EXERCISE GOAL = The lines below must be transcribed exactly as given, with the images removed.

Start of DATA LISTING

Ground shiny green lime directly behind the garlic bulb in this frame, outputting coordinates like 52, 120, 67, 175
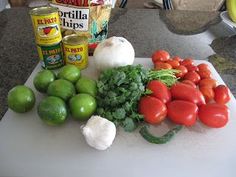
69, 93, 97, 120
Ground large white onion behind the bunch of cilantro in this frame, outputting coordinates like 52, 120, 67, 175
93, 36, 135, 71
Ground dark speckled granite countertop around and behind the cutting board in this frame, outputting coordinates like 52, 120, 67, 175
0, 8, 236, 117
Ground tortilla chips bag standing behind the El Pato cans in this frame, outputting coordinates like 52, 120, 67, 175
50, 0, 112, 49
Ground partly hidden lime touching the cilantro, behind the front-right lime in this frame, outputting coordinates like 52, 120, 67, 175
75, 76, 97, 97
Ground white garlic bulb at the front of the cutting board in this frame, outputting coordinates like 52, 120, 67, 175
82, 116, 116, 150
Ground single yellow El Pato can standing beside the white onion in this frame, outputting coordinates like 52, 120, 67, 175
62, 34, 88, 69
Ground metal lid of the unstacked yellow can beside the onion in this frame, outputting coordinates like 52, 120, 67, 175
62, 34, 88, 45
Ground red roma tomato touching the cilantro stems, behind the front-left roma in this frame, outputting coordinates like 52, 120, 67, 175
147, 80, 171, 103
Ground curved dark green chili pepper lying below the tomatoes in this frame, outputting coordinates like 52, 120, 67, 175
139, 125, 183, 144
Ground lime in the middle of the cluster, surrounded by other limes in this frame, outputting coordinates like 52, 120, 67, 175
47, 79, 75, 101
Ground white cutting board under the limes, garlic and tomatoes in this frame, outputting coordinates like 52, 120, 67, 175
0, 58, 236, 177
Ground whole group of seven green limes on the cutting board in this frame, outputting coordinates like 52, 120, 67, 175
8, 65, 97, 125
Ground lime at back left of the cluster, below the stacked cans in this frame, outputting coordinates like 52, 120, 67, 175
33, 70, 56, 93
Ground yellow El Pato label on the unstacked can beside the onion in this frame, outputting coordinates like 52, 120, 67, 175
63, 44, 88, 69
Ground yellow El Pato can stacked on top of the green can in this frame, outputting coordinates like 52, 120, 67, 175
30, 6, 62, 46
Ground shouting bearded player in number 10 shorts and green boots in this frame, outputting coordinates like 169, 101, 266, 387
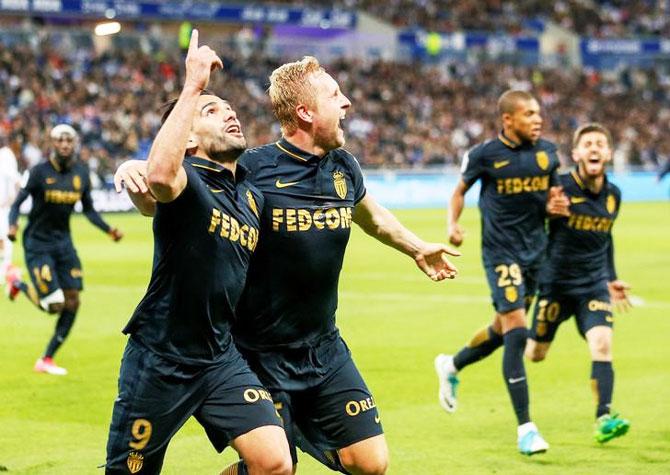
526, 123, 630, 443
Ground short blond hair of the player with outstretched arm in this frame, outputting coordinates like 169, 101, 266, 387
268, 56, 324, 134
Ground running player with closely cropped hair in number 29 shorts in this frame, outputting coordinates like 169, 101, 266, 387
435, 90, 568, 455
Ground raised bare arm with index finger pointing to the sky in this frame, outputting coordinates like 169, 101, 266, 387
147, 29, 223, 203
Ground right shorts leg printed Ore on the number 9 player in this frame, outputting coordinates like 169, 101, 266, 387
195, 357, 288, 456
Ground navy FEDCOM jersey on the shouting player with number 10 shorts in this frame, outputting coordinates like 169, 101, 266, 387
540, 170, 621, 288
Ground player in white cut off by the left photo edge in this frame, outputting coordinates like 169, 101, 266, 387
0, 134, 21, 279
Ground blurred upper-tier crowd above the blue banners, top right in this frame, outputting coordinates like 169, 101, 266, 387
275, 0, 670, 38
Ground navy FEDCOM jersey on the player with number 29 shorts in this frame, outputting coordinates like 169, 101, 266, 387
461, 134, 560, 266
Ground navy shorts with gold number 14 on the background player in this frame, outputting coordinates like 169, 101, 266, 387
25, 244, 84, 299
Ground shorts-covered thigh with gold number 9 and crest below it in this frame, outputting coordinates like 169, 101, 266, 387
106, 339, 204, 474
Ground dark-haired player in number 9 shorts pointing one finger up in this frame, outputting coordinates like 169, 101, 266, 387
106, 30, 291, 475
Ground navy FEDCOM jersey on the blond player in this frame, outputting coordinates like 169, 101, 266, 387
234, 139, 365, 349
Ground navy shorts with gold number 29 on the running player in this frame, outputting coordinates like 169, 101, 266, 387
484, 258, 539, 313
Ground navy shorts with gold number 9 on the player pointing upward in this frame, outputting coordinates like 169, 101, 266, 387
106, 338, 282, 474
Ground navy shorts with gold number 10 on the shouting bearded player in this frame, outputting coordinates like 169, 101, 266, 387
528, 284, 614, 343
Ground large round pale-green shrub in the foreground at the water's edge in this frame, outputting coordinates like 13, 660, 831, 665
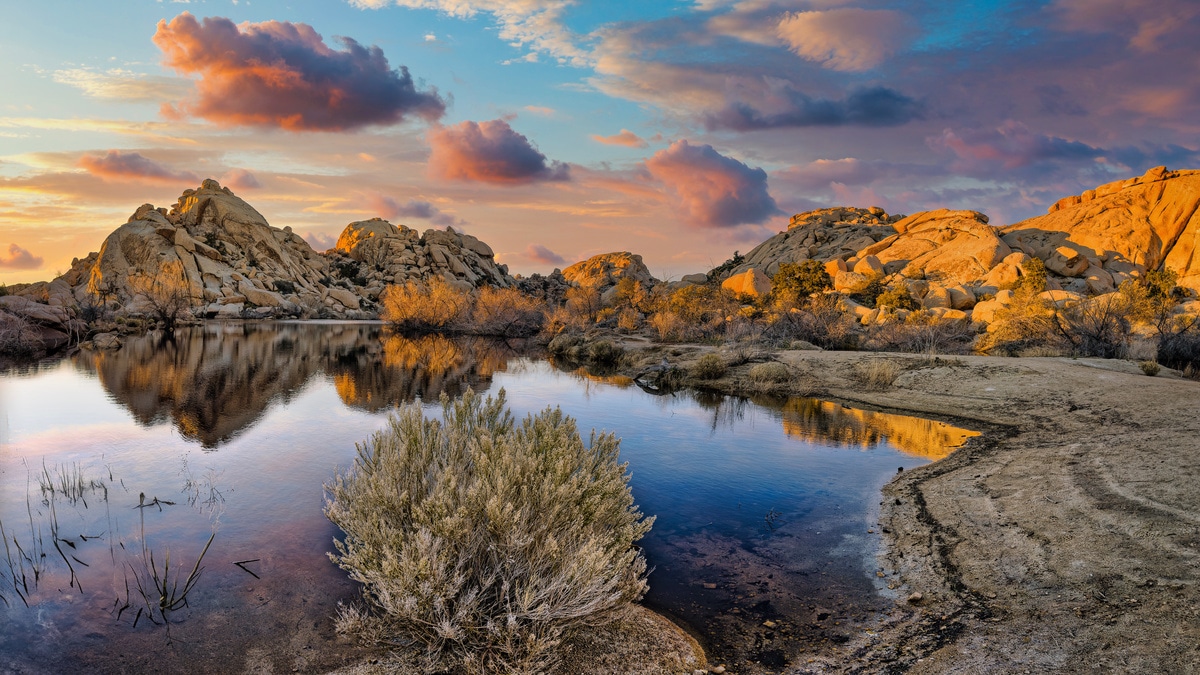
325, 390, 653, 674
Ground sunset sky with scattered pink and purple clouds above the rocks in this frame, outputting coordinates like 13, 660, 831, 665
0, 0, 1200, 283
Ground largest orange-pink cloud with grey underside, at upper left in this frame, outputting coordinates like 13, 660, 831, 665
154, 12, 445, 131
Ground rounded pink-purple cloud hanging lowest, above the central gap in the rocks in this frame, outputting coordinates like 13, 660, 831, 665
646, 141, 780, 227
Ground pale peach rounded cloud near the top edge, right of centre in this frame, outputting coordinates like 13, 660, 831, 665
776, 7, 914, 71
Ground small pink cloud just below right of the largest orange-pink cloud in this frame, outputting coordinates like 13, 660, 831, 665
428, 119, 570, 185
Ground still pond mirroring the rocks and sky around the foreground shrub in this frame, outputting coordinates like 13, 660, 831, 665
0, 323, 972, 673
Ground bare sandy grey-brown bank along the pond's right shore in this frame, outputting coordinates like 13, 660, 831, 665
628, 348, 1200, 674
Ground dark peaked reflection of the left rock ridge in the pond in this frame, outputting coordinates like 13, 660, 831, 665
74, 323, 525, 448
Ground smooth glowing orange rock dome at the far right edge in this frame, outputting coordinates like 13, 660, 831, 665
1002, 167, 1200, 294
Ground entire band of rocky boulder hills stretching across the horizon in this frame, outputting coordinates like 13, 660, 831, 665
7, 167, 1200, 345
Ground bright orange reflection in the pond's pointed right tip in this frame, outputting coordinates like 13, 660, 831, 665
782, 399, 979, 460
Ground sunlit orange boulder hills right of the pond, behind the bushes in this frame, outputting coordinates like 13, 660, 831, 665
708, 167, 1200, 323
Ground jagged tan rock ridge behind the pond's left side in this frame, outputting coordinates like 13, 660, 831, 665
22, 179, 514, 318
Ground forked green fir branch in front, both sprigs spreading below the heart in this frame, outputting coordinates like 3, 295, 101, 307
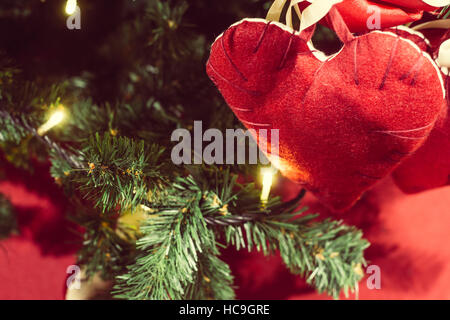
116, 168, 368, 299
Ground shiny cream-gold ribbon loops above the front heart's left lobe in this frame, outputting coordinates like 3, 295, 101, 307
266, 0, 342, 32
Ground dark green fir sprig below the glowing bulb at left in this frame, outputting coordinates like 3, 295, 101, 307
72, 133, 171, 212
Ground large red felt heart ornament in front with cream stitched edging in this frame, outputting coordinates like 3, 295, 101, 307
207, 8, 445, 210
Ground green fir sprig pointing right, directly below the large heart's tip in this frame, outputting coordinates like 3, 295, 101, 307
226, 214, 368, 298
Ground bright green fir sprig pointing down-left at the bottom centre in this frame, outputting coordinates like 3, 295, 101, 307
114, 185, 216, 300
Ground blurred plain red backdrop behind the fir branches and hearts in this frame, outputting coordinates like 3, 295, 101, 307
0, 160, 450, 299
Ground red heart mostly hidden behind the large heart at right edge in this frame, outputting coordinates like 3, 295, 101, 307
393, 29, 450, 193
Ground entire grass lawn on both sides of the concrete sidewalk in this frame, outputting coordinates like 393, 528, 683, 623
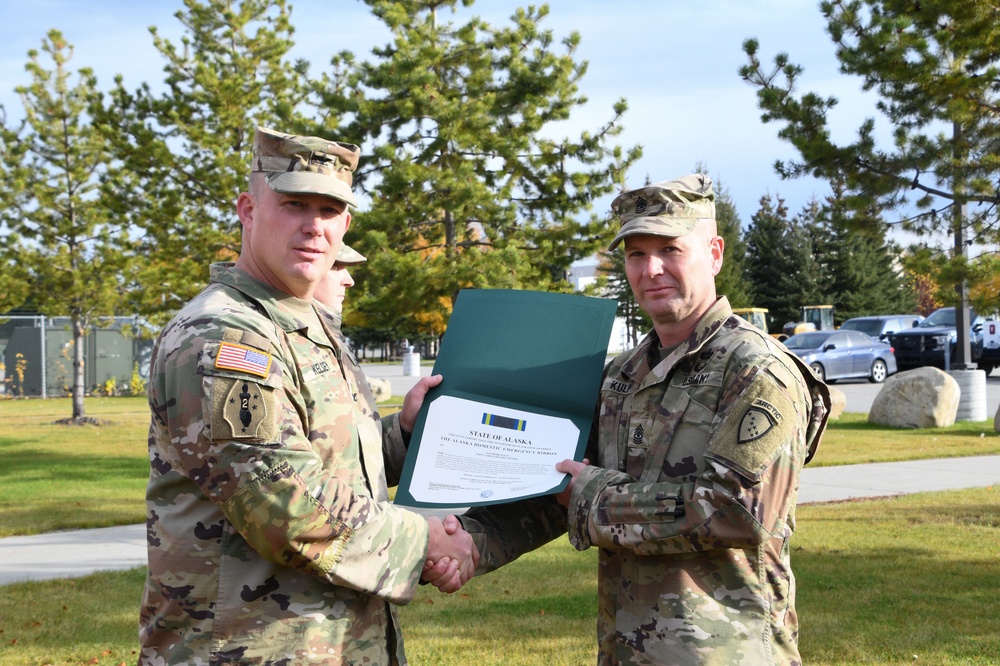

End of DATA LISTING

RESPONSE =
Ground shiny green lime directly behind the garlic bulb in this frame, outputting coordinates like 52, 120, 67, 175
69, 93, 97, 120
Ground large white onion behind the bunch of cilantro in this frame, outputting coordinates like 52, 120, 67, 175
93, 36, 135, 71
Ground dark speckled granite countertop around and behind the cutting board in this frame, outputting coordinates like 52, 120, 67, 175
0, 8, 236, 117
Ground tortilla chips bag standing behind the El Pato cans in this frame, outputting coordinates like 52, 120, 67, 175
50, 0, 112, 49
Ground partly hidden lime touching the cilantro, behind the front-right lime in this frame, outputting coordinates like 52, 120, 67, 175
75, 76, 97, 97
Ground white garlic bulb at the front of the cutting board in this frame, outputting coordinates like 52, 120, 67, 175
82, 116, 116, 150
Ground single yellow El Pato can standing beside the white onion in this frame, outputting coordinates like 52, 120, 67, 175
62, 34, 88, 69
Ground metal lid of the unstacked yellow can beside the onion in this frame, outputting coordinates like 52, 120, 67, 175
62, 34, 88, 45
Ground red roma tomato touching the cilantro stems, behind the front-left roma in this frame, outputting coordinates like 52, 120, 67, 175
147, 80, 171, 103
Ground curved dark green chili pepper lying below the tomatoes in this frame, outputting coordinates like 52, 120, 67, 175
139, 125, 183, 144
Ground lime in the middle of the cluster, surrounded by other limes in this frame, outputting coordinates like 52, 120, 67, 175
47, 79, 75, 101
Ground white cutting board under the limes, garlic and tomatoes in this frame, outputting coordinates like 52, 120, 67, 175
0, 58, 236, 177
Ground whole group of seven green limes on the cutting board in this frame, outputting coordinates like 52, 120, 67, 175
8, 65, 97, 125
Ground lime at back left of the cluster, below the stacked cans in this frame, outputting coordinates like 52, 120, 67, 175
33, 70, 56, 93
Ground yellow El Pato label on the unstacked can beside the onion in this frame, outputting coordinates like 52, 120, 67, 175
63, 44, 88, 69
Ground yellow El Pato can stacked on top of the green can in this frame, outputting coordinates like 52, 120, 67, 175
30, 6, 62, 46
Ground shouting bearded player in number 10 shorts and green boots in this frame, outputting coordinates like 169, 101, 266, 387
526, 123, 630, 443
Ground short blond hair of the player with outstretched arm in this frame, outputting coordinates like 169, 101, 266, 387
268, 56, 324, 134
Ground running player with closely cropped hair in number 29 shorts in this frame, outputting coordinates like 169, 101, 266, 387
435, 90, 568, 455
Ground raised bare arm with index finger pointing to the sky in this frame, outputting coordinates like 169, 101, 266, 387
147, 29, 223, 203
Ground right shorts leg printed Ore on the number 9 player in this frame, outputting coordinates like 169, 101, 266, 387
195, 357, 288, 456
Ground navy FEDCOM jersey on the shouting player with number 10 shorts in this frame, outputting coordinates like 169, 101, 266, 387
540, 170, 621, 288
Ground player in white cut off by the left photo edge in this frame, outputting coordinates like 169, 101, 266, 387
0, 134, 21, 279
Ground blurred upper-tier crowd above the blue banners, top right in this frame, outputting coordinates like 169, 101, 266, 387
275, 0, 670, 38
Ground navy FEDCOM jersey on the player with number 29 shorts in this frame, outputting coordinates like 169, 101, 266, 387
461, 134, 560, 266
Ground navy shorts with gold number 14 on the background player in this frame, outputting coordinates like 169, 101, 266, 387
25, 244, 84, 299
Ground shorts-covered thigh with gold number 9 and crest below it in this frame, outputting coordinates like 169, 101, 266, 387
106, 339, 204, 474
Ground dark-haired player in number 9 shorts pointing one finger up in this frame, outputting coordinates like 169, 101, 266, 387
106, 30, 291, 475
Ground navy FEDCOM jersey on the blond player in this frame, outputting coordinates like 169, 101, 266, 387
234, 139, 365, 349
Ground navy shorts with gold number 29 on the running player in this frame, outputting coordinates like 169, 101, 266, 387
484, 258, 539, 313
Ground navy shorts with gold number 9 on the player pointing upward in this frame, outputting coordinates like 169, 101, 266, 387
106, 338, 282, 474
Ground navy shorts with gold number 10 on the shouting bearded player in this frame, outputting coordinates like 169, 101, 266, 387
528, 284, 614, 343
Ground large round pale-green shrub in the foreground at the water's edge in this frame, outputting coordinates like 13, 660, 831, 665
325, 390, 653, 674
Ground sunset sky with scattered pink and purple clouds above the rocks in this frame, outputting coordinates like 13, 660, 831, 665
0, 0, 1200, 283
Ground largest orange-pink cloud with grey underside, at upper left in this frame, outputting coordinates like 13, 660, 831, 665
154, 12, 445, 131
Ground rounded pink-purple cloud hanging lowest, above the central gap in the rocks in this frame, outputting coordinates like 13, 660, 831, 665
646, 141, 780, 227
Ground pale peach rounded cloud near the top edge, right of centre in this frame, outputting coordinates like 13, 660, 831, 665
776, 7, 914, 71
Ground small pink cloud just below right of the largest orange-pink cloud in this frame, outputting coordinates like 13, 660, 831, 665
428, 119, 570, 185
Ground still pond mirroring the rocks and sky around the foreground shrub in this frame, outputting coordinates like 13, 660, 831, 665
0, 323, 972, 673
Ground bare sandy grey-brown bank along the pond's right shore in this frame, outputting coordinates like 13, 660, 831, 665
628, 348, 1200, 674
Ground dark peaked reflection of the left rock ridge in the pond in this frame, outputting coordinates like 13, 660, 831, 665
74, 323, 525, 448
Ground smooth glowing orange rock dome at the far right edge in this frame, outputting coordinates like 13, 660, 831, 665
1002, 167, 1200, 294
Ground entire band of rocky boulder hills stretching across the horizon in this frame, outputting coordinates like 13, 660, 831, 665
7, 167, 1200, 345
Ground bright orange reflection in the pond's pointed right tip in this frame, outputting coordinates like 13, 660, 831, 665
782, 399, 979, 460
Ground sunlit orange boulder hills right of the pond, behind the bushes in this frame, outputting coordinates like 13, 660, 831, 665
708, 167, 1200, 323
Ground jagged tan rock ridge behind the pond's left side in this frame, outputting coordinates like 13, 660, 831, 665
22, 179, 514, 318
Ground forked green fir branch in front, both sprigs spreading below the heart in this frame, outputting coordinates like 3, 295, 101, 307
116, 168, 368, 299
Ground shiny cream-gold ribbon loops above the front heart's left lobe in this frame, outputting coordinates like 3, 295, 101, 307
266, 0, 342, 32
Ground dark green fir sprig below the glowing bulb at left in this frame, outputting coordinates like 3, 295, 101, 307
72, 133, 171, 212
Ground large red felt heart ornament in front with cream stitched edging in this frame, outputting coordinates like 3, 295, 101, 307
207, 8, 445, 210
Ground green fir sprig pointing right, directly below the large heart's tip in this frame, outputting coordinates like 3, 295, 101, 307
226, 214, 368, 298
Ground bright green fir sprig pointing down-left at the bottom centre in this frame, outputting coordinates like 3, 295, 101, 307
114, 185, 216, 300
Ground blurred plain red backdrop behind the fir branches and hearts in this frame, outputting coordinates like 3, 295, 101, 307
0, 160, 450, 299
Ground red heart mostly hidden behind the large heart at right edge in this frame, outputting coordinates like 3, 295, 101, 307
393, 29, 450, 193
Ground entire grass lawn on both sides of the concrete sidewalk in this frame, outputting coordinates like 393, 528, 683, 623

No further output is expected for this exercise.